- **Work required**: Without the pictures, return all of the material exactly as written.

- **A run of records**:
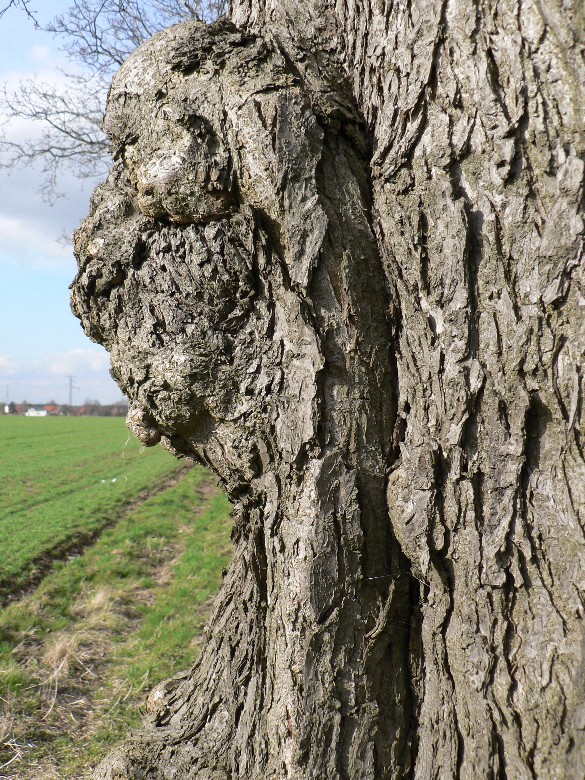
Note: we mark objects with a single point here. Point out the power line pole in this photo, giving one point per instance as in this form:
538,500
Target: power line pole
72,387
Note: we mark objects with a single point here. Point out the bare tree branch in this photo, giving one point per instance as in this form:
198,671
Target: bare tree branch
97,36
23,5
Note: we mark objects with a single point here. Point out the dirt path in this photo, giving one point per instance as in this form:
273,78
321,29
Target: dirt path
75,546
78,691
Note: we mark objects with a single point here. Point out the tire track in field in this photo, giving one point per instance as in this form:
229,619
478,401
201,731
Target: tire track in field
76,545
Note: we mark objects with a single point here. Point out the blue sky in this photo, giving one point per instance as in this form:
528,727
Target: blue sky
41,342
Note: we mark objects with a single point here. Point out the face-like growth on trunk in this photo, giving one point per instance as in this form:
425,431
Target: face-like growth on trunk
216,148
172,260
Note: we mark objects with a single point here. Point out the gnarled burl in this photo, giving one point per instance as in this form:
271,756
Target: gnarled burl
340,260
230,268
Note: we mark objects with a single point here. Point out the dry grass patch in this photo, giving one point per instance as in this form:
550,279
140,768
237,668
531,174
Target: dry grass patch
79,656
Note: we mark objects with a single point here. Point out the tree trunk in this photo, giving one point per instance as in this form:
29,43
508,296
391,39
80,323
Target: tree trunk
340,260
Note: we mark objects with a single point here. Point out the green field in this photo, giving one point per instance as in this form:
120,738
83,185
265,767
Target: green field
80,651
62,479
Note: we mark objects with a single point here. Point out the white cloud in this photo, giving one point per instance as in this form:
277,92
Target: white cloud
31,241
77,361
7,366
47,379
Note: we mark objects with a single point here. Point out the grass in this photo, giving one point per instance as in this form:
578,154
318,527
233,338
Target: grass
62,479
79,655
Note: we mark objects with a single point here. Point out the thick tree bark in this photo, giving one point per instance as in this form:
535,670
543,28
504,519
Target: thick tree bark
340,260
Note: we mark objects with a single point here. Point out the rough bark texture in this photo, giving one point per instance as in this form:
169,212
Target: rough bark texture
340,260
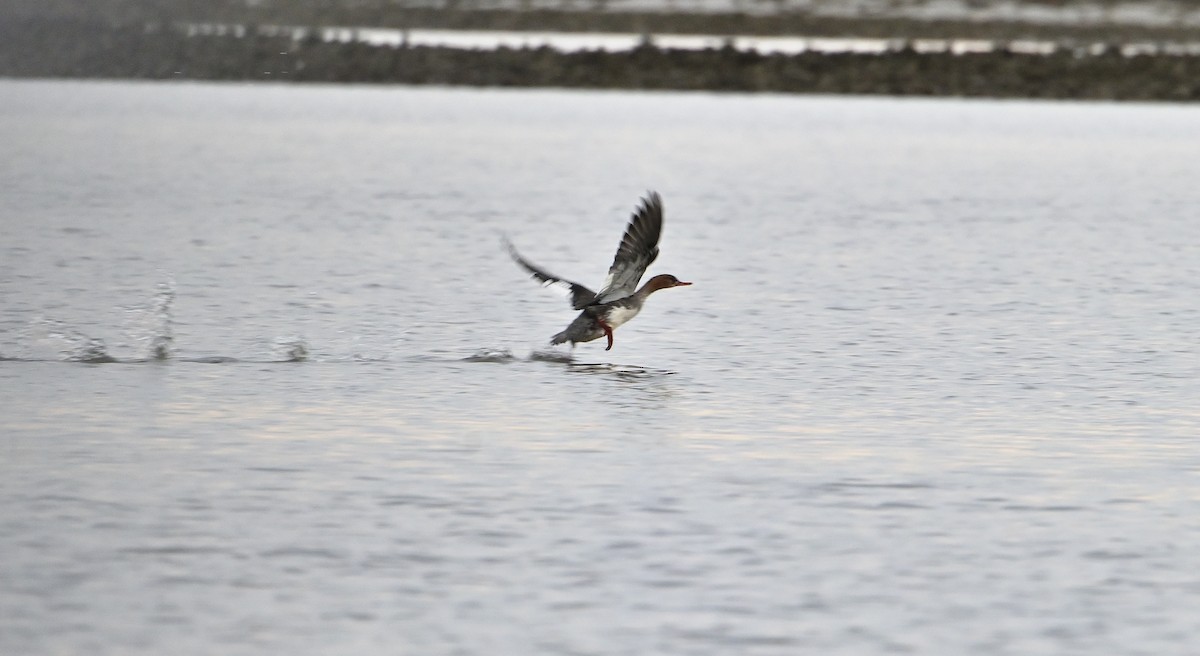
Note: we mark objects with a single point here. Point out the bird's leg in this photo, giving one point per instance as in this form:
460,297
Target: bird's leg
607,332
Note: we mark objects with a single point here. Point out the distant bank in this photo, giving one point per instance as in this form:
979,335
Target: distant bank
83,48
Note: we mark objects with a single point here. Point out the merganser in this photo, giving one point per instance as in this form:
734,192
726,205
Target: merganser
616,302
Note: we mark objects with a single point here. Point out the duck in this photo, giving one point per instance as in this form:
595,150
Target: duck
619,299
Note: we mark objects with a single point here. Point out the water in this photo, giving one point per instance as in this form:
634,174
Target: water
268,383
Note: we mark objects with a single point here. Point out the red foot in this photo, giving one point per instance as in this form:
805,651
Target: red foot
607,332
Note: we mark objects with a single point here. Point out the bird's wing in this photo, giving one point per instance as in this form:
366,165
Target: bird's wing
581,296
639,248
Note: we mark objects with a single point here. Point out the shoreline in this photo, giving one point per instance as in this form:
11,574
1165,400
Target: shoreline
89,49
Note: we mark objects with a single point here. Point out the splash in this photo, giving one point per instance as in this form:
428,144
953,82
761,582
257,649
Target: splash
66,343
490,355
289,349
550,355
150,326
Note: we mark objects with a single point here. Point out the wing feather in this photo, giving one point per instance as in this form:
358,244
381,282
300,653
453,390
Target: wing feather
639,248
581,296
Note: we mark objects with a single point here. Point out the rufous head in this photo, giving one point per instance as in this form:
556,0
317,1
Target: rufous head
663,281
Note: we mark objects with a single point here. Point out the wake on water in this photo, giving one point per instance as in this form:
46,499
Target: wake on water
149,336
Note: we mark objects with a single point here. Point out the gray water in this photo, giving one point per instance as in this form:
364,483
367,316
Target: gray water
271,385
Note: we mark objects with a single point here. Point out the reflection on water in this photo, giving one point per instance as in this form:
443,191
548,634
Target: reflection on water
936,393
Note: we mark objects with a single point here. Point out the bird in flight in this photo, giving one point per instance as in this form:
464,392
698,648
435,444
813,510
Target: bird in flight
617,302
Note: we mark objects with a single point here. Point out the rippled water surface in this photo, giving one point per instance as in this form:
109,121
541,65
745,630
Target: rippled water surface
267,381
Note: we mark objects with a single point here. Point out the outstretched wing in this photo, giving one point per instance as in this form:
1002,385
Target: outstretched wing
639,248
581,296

- **Full answer**:
Note: we mark objects with a single point here. Point out the power line pole in this photo, giving one point per instance as in this form:
538,500
Target: power line pole
72,387
Note: we mark objects with a single point here. Point out the bare tree branch in this photo, giving one point per instance as in this form:
198,671
Target: bare tree branch
97,36
23,5
Note: we mark objects with a single point here. Point out the dirt path in this photo, giving one point per instance as in this form:
273,78
321,29
Target: dirt path
75,546
78,691
Note: we mark objects with a single point here. Point out the tire track in field in this photo, giving one point per instance as in this form:
229,619
478,401
201,731
Target: tire track in field
76,545
Note: we mark objects with a single point here. Point out the blue sky in this photo, giving one point per instance as in this form:
528,727
Target: blue sky
41,342
Note: we mark objects with a single point here. Point out the face-like growth on trunk in this photo, giving one point per instance as in this form:
425,431
Target: face-like growth on trunk
216,148
172,260
Note: we mark objects with a single point here. Point out the gnarled burl in this photo, giving one point per instance as in this form:
271,756
Target: gnarled burl
340,260
230,268
Note: we mark objects with a single point here. Point out the dry grass patch in this photo, giving one point per instance as in this form:
550,279
140,768
237,668
531,174
Target: dry grass patch
79,656
Note: we mark objects with a single point here. Point out the tree trunk in this photo, giving one point per instance as in this form:
29,43
508,296
391,39
80,323
Target: tree trunk
340,260
Note: we mark objects with a single point here. Point out the green field in this photo, giving one point per instance as in this form:
120,738
83,185
265,767
Target: green field
80,651
62,479
Note: we mark objects with a single point here. Point out the white cloud in this photo, giving one point per instance as in this form:
277,92
Target: white cloud
31,241
77,361
7,366
47,379
Note: we mark objects with a single point here. Point out the grass in this photo, giving one point per instance as in this form:
578,154
318,527
233,338
Target: grass
62,479
79,655
Note: we mark objects with a single point here. Point out the thick tree bark in this photo, giving one point per instance as in this form:
535,670
543,28
504,519
Target: thick tree bark
340,260
Note: we mark objects with a single point here. Point out the rough bark texture in this photo, giving one point per instance as in this form:
169,212
Target: rough bark texture
340,260
Note: we mark objects with a single point here. Point out the bird's leg in this photo, giving one point per instance as in this form:
460,297
Target: bird's leg
607,332
Note: we mark objects with a single point here. Point out the distant bank in this photo, giving one point per instance as in this form:
979,335
Target: distant bank
83,48
Note: we mark objects with a single point here. Point out the merganser in this photo, giving one point per instance as in this form:
734,192
726,205
Target: merganser
616,302
Note: we mark objects with a single point here. Point out the duck in this photo, giving one point per instance as in this form:
595,150
Target: duck
619,299
Note: we mark objects with a single point here. Point out the water in this photo, giving one point per instance as in this form:
634,174
Target: water
268,383
Note: we mark objects with a single point here. Point out the red foot in this photo, giving one point per instance as in this form:
805,651
Target: red foot
607,332
Note: we mark objects with a single point here. Point out the bird's wing in this photo, giving one point per instance as in this form:
366,165
Target: bird's wing
581,296
639,248
Note: we mark objects with a single point here. Point out the shoreline in this photo, giving one point per instance as in this form:
11,574
1165,400
Target: shoreline
89,49
Note: we mark objects with a single point here. Point out the splash in this photo, giving one point per instance as in this form:
428,144
953,82
761,582
257,649
Target: splash
66,343
490,355
289,349
550,355
150,326
Note: we mark objects with a single point here. Point out the wing feather in this photo, giving one point per instance as in this form:
358,244
381,282
300,653
453,390
Target: wing feather
639,248
581,296
Note: we mark objects with a single point here. Point out the rufous head in this photo, giving one point per instance as in this form:
556,0
317,1
Target: rufous head
663,281
Note: we mark objects with a single point here. Point out the wake on water in this photo, giving one point per instance as in this form:
46,499
Target: wake on water
149,336
Note: we mark objects with a single point here. Point out the gray water in this photo, giving one point per instance as in this form:
364,483
367,316
Target: gray water
271,385
Note: we mark objects with a single point here. Point out the reflection on water in this photo, giving one point per instance as in this form:
443,191
548,634
Target: reflection on water
936,393
Note: we mark objects with a single point here. Point out the bird in flight in this photo, giving one point per instance as in this form:
464,392
698,648
435,444
813,510
Target: bird in flight
617,302
Note: we mark objects with a single point here. Point out the rippled water surface in this photo, giving one point per instance as in this form:
109,121
541,65
745,630
Target: rippled water surface
267,381
Note: we mark objects with a single point here. Point out the outstretched wing in this photo, giving one point per instance as in this form:
1002,385
Target: outstretched wing
639,248
581,296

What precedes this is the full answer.